Set problem:
Please state the minimum Python version required by the package metadata below.

Document extract:
>>>>

Metadata-Version: 2.4
Name: langchain-memvid
Version: 0.1.2
Summary: LangChain implementation for MemVid (video-based vector storage)
Author-email: Dawid Ciepiela <71898979+sarumaj@users.noreply.github.com>
License: BSD-3-Clause
Classifier: Programming Language :: Python :: 3.12
Classifier: License :: OSI Approved :: BSD License
Classifier: Operating System :: OS Independent
Requires-Python: >=3.12
Description-Content-Type: text/markdown
License-File: LICENSE
Requires-Dist: faiss-cpu==1.11.0
Requires-Dist: langchain-core==0.3.65
Requires-Dist: nest_asyncio==1.6.0
Requires-Dist: qrcode[pil]==8.2
Requires-Dist: opencv-contrib-python==4.11.0.86
Requires-Dist: opencv-python==4.11.0.86
Requires-Dist: orjson==3.10.18
Requires-Dist: pydantic==2.11.7
Requires-Dist: tqdm==4.67.1
Provides-Extra: test
Requires-Dist: pytest==8.0.0; extra == "test"

<<<<

Material:
>>>>

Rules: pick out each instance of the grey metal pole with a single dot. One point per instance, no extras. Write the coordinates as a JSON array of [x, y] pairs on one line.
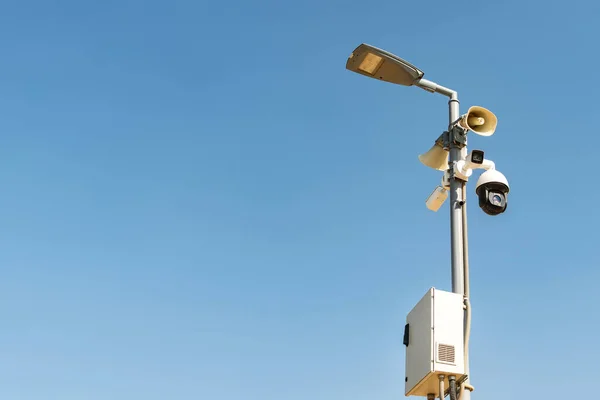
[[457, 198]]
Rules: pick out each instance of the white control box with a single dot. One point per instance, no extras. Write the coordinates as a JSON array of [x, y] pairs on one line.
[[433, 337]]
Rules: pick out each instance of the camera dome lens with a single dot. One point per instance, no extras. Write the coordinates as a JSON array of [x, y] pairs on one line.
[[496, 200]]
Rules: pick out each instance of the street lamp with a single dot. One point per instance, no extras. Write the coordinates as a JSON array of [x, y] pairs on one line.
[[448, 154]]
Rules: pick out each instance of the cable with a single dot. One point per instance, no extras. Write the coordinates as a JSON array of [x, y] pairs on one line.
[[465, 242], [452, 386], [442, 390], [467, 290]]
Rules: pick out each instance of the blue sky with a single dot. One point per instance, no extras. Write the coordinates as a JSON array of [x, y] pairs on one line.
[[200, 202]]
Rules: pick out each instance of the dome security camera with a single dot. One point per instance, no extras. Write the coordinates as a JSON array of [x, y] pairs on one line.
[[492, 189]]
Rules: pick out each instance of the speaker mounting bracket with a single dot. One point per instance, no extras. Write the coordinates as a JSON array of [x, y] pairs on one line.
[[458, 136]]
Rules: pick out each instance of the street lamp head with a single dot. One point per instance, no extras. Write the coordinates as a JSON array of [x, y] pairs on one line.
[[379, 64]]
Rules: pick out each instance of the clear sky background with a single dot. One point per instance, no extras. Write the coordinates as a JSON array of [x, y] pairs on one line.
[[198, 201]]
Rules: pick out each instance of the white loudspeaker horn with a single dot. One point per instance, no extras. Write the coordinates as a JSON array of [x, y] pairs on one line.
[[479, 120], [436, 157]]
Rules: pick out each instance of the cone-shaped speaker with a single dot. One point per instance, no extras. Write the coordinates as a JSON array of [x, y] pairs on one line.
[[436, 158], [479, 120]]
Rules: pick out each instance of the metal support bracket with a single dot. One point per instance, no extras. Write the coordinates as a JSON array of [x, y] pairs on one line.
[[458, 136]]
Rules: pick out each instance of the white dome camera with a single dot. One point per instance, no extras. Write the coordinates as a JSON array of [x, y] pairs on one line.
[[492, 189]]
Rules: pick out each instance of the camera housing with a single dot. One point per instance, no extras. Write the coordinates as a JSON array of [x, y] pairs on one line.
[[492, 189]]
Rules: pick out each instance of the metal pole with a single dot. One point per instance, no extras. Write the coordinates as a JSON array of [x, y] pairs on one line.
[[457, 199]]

<<<<
>>>>

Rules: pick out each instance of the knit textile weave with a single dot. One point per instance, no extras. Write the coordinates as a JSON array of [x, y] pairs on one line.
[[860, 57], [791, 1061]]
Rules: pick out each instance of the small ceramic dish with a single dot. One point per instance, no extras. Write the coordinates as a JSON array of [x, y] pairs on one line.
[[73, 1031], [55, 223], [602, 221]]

<<<<

Task answer:
Python 3.12 or later (>=3.12).